[PROVIDED MATERIAL start]

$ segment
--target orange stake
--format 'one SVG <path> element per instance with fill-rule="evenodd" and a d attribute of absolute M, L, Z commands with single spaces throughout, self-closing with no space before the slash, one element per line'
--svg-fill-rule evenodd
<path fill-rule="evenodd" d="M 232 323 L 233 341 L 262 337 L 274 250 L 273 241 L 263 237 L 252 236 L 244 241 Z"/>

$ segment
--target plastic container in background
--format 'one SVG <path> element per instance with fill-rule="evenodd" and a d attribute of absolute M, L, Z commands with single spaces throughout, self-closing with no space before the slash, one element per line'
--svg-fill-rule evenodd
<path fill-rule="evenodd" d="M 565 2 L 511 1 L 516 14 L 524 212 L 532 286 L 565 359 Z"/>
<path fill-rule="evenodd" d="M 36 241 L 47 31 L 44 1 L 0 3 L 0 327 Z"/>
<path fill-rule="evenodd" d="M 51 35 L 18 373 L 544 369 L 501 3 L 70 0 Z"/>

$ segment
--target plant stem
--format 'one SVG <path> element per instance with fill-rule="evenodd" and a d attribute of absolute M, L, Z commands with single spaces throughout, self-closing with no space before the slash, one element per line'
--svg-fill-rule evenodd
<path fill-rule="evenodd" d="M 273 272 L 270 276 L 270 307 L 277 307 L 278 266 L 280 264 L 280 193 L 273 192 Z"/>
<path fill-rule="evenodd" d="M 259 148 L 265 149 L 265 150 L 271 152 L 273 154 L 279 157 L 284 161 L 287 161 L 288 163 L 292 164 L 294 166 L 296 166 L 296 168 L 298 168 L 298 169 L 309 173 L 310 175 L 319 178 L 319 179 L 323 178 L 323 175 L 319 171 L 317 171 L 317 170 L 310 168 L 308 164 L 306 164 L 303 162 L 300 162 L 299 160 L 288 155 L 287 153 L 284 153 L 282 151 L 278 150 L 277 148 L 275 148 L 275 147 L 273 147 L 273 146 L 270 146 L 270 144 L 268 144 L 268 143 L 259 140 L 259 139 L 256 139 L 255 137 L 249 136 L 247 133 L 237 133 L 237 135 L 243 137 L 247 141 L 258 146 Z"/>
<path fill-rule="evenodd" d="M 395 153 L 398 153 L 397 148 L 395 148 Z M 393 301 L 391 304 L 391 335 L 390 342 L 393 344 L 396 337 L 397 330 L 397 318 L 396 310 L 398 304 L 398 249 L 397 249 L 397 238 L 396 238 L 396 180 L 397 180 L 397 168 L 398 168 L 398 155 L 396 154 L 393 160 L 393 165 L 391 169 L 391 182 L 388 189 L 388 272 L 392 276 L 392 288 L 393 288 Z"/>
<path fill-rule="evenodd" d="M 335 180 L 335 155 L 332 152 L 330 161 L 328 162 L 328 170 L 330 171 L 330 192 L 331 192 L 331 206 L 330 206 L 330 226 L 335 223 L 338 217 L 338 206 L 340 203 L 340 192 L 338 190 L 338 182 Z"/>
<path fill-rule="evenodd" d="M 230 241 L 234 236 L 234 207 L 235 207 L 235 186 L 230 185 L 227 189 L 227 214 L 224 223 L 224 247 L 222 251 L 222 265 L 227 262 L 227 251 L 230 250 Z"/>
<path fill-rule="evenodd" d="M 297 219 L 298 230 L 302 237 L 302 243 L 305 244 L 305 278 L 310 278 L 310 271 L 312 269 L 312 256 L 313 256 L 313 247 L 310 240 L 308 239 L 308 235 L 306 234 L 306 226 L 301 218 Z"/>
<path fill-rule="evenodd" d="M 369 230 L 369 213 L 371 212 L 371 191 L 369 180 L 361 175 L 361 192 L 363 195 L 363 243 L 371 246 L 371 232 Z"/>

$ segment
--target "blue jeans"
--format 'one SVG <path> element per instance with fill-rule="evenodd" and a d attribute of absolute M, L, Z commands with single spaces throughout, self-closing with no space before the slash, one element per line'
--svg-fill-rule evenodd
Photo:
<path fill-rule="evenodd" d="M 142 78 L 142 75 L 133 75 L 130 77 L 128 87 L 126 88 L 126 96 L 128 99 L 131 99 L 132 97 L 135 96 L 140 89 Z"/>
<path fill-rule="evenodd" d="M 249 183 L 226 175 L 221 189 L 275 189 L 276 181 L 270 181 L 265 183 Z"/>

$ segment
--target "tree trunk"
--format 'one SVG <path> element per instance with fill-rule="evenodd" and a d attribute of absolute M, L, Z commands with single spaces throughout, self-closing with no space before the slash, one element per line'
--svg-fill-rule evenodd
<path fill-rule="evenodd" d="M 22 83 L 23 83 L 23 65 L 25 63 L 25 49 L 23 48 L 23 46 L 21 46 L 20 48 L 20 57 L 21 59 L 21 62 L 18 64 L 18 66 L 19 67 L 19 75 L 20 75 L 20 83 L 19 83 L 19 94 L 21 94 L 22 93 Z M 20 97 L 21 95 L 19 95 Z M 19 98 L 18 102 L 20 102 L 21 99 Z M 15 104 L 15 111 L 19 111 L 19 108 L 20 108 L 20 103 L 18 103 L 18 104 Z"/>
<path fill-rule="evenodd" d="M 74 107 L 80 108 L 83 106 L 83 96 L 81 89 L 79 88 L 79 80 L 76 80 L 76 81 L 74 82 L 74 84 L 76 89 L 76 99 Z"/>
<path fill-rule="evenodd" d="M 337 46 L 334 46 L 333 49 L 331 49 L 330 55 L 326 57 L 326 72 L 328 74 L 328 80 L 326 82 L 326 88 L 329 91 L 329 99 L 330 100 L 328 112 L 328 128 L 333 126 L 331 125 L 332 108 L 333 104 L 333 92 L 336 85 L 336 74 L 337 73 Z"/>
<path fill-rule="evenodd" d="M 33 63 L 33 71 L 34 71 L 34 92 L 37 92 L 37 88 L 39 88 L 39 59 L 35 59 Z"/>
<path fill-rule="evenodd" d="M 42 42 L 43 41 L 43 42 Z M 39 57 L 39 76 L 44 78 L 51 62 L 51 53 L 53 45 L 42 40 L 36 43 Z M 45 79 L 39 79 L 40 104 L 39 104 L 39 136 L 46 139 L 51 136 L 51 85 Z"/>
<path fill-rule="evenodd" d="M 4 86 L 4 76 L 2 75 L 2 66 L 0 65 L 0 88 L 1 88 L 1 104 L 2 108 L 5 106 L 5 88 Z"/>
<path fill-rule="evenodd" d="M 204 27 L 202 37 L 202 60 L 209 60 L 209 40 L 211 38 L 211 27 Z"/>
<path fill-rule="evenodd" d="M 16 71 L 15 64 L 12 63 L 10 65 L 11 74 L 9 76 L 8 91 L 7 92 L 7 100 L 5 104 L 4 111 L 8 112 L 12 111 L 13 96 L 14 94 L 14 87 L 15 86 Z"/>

[PROVIDED MATERIAL end]

→ **PROBLEM REQUIREMENTS**: Render every line above as a JSON array of strings, one string per line, omitting the blank lines.

→ **EXERCISE RESPONSE**:
[
  "$ segment",
  "--target orange stake",
  "--format 'one SVG <path> element per instance with fill-rule=\"evenodd\" and a d attribute of absolute M, L, Z commands with single spaces throughout, self-closing with no space before the slash, one element per line'",
  "--svg-fill-rule evenodd",
  "<path fill-rule=\"evenodd\" d=\"M 232 323 L 233 341 L 262 337 L 274 250 L 273 241 L 263 237 L 252 236 L 244 241 Z\"/>",
  "$ segment",
  "--target plastic container in background",
  "--format 'one SVG <path> element per instance with fill-rule=\"evenodd\" and a d attribute of absolute M, L, Z commands with single spaces throughout, self-closing with no space before the slash, one element per line'",
  "--svg-fill-rule evenodd",
  "<path fill-rule=\"evenodd\" d=\"M 565 2 L 511 1 L 516 14 L 524 212 L 532 286 L 565 359 Z\"/>",
  "<path fill-rule=\"evenodd\" d=\"M 36 241 L 47 31 L 44 1 L 0 3 L 0 327 Z\"/>",
  "<path fill-rule=\"evenodd\" d=\"M 51 35 L 18 373 L 544 369 L 501 3 L 70 0 Z\"/>",
  "$ segment",
  "--target plant stem",
  "--format 'one SVG <path> element per instance with fill-rule=\"evenodd\" and a d attribute of absolute M, L, Z commands with single spaces throughout, self-closing with no space before the slash, one element per line'",
  "--svg-fill-rule evenodd",
  "<path fill-rule=\"evenodd\" d=\"M 273 272 L 270 276 L 270 307 L 277 307 L 278 266 L 280 264 L 280 193 L 273 192 Z\"/>",
  "<path fill-rule=\"evenodd\" d=\"M 259 148 L 265 149 L 265 150 L 271 152 L 273 154 L 279 157 L 284 161 L 287 161 L 288 163 L 292 164 L 294 166 L 296 166 L 296 168 L 298 168 L 298 169 L 309 173 L 310 175 L 319 178 L 319 179 L 323 178 L 323 175 L 319 171 L 317 171 L 317 170 L 310 168 L 308 164 L 306 164 L 303 162 L 300 162 L 299 160 L 288 155 L 287 153 L 284 153 L 282 151 L 278 150 L 277 148 L 275 148 L 275 147 L 273 147 L 273 146 L 270 146 L 270 144 L 268 144 L 268 143 L 259 140 L 259 139 L 256 139 L 255 137 L 249 136 L 247 133 L 237 133 L 237 135 L 243 137 L 247 141 L 258 146 Z\"/>",
  "<path fill-rule=\"evenodd\" d=\"M 395 153 L 398 153 L 397 148 L 395 148 Z M 393 301 L 391 304 L 391 335 L 390 342 L 393 344 L 396 337 L 397 330 L 397 318 L 396 310 L 398 304 L 398 249 L 397 249 L 397 238 L 396 238 L 396 180 L 397 180 L 397 168 L 398 168 L 398 155 L 396 154 L 393 160 L 393 165 L 391 169 L 391 182 L 388 189 L 388 272 L 392 276 L 392 288 L 393 288 Z\"/>",
  "<path fill-rule=\"evenodd\" d=\"M 335 180 L 335 155 L 332 152 L 330 161 L 328 162 L 328 170 L 330 171 L 330 192 L 331 192 L 331 206 L 330 206 L 330 226 L 335 223 L 338 217 L 338 206 L 340 203 L 340 192 L 338 190 L 338 182 Z\"/>",
  "<path fill-rule=\"evenodd\" d=\"M 230 241 L 234 236 L 234 207 L 235 207 L 235 186 L 230 185 L 227 189 L 227 214 L 224 223 L 224 247 L 222 251 L 222 265 L 227 262 L 227 251 L 230 250 Z\"/>",
  "<path fill-rule=\"evenodd\" d=\"M 297 219 L 298 230 L 302 237 L 302 243 L 305 244 L 305 278 L 310 278 L 310 271 L 312 269 L 312 256 L 313 256 L 313 247 L 310 240 L 308 239 L 308 235 L 306 234 L 306 226 L 301 218 Z\"/>",
  "<path fill-rule=\"evenodd\" d=\"M 369 230 L 369 213 L 371 212 L 371 191 L 369 180 L 361 175 L 361 192 L 363 195 L 363 243 L 371 246 L 371 232 Z\"/>",
  "$ segment",
  "--target \"blue jeans\"",
  "--format 'one SVG <path> element per instance with fill-rule=\"evenodd\" and a d attribute of absolute M, L, Z commands with single spaces throughout, self-closing with no space before the slash, one element per line'",
  "--svg-fill-rule evenodd",
  "Photo:",
  "<path fill-rule=\"evenodd\" d=\"M 142 78 L 142 75 L 133 75 L 130 77 L 128 87 L 126 88 L 126 96 L 128 99 L 131 99 L 132 97 L 135 96 L 140 89 Z\"/>",
  "<path fill-rule=\"evenodd\" d=\"M 249 183 L 226 175 L 221 189 L 275 189 L 276 181 L 270 181 L 265 183 Z\"/>",
  "$ segment",
  "--target \"tree trunk\"",
  "--format 'one SVG <path> element per instance with fill-rule=\"evenodd\" and a d attribute of absolute M, L, Z commands with single spaces throughout, self-closing with no space before the slash, one element per line'",
  "--svg-fill-rule evenodd",
  "<path fill-rule=\"evenodd\" d=\"M 22 83 L 23 83 L 23 65 L 25 63 L 25 49 L 23 48 L 23 46 L 21 46 L 20 48 L 20 57 L 21 59 L 21 62 L 18 64 L 18 66 L 19 67 L 19 75 L 20 75 L 20 83 L 19 83 L 19 94 L 21 94 L 22 93 Z M 20 97 L 21 95 L 19 95 Z M 19 98 L 18 102 L 20 102 L 21 99 Z M 15 104 L 15 111 L 19 111 L 19 108 L 20 108 L 20 103 L 18 103 L 18 104 Z\"/>",
  "<path fill-rule=\"evenodd\" d=\"M 74 107 L 80 108 L 83 106 L 83 96 L 81 89 L 79 88 L 79 80 L 76 80 L 76 81 L 74 82 L 74 84 L 76 89 L 76 99 Z\"/>",
  "<path fill-rule=\"evenodd\" d=\"M 337 46 L 334 46 L 333 49 L 331 49 L 330 55 L 326 57 L 326 72 L 328 74 L 328 80 L 326 82 L 326 88 L 329 91 L 329 99 L 330 100 L 328 112 L 328 128 L 333 126 L 331 125 L 332 108 L 333 104 L 333 92 L 336 85 L 336 74 L 337 73 Z\"/>",
  "<path fill-rule=\"evenodd\" d=\"M 33 63 L 33 71 L 34 71 L 34 92 L 37 92 L 37 88 L 39 88 L 39 59 L 35 59 Z\"/>",
  "<path fill-rule=\"evenodd\" d=\"M 42 42 L 43 41 L 43 42 Z M 39 57 L 39 76 L 44 78 L 51 62 L 51 53 L 53 45 L 42 40 L 36 43 Z M 45 79 L 39 79 L 40 104 L 39 104 L 39 136 L 46 139 L 51 136 L 51 85 Z\"/>",
  "<path fill-rule=\"evenodd\" d=\"M 4 86 L 4 76 L 2 75 L 2 66 L 0 65 L 0 88 L 1 88 L 1 104 L 2 108 L 5 106 L 5 88 Z\"/>",
  "<path fill-rule=\"evenodd\" d=\"M 204 27 L 202 37 L 202 60 L 209 60 L 209 40 L 211 38 L 211 27 Z\"/>",
  "<path fill-rule=\"evenodd\" d=\"M 16 71 L 15 64 L 12 63 L 10 65 L 11 74 L 9 76 L 8 91 L 7 92 L 7 100 L 5 104 L 4 111 L 8 112 L 12 111 L 13 96 L 14 94 L 14 87 L 15 86 Z\"/>"
]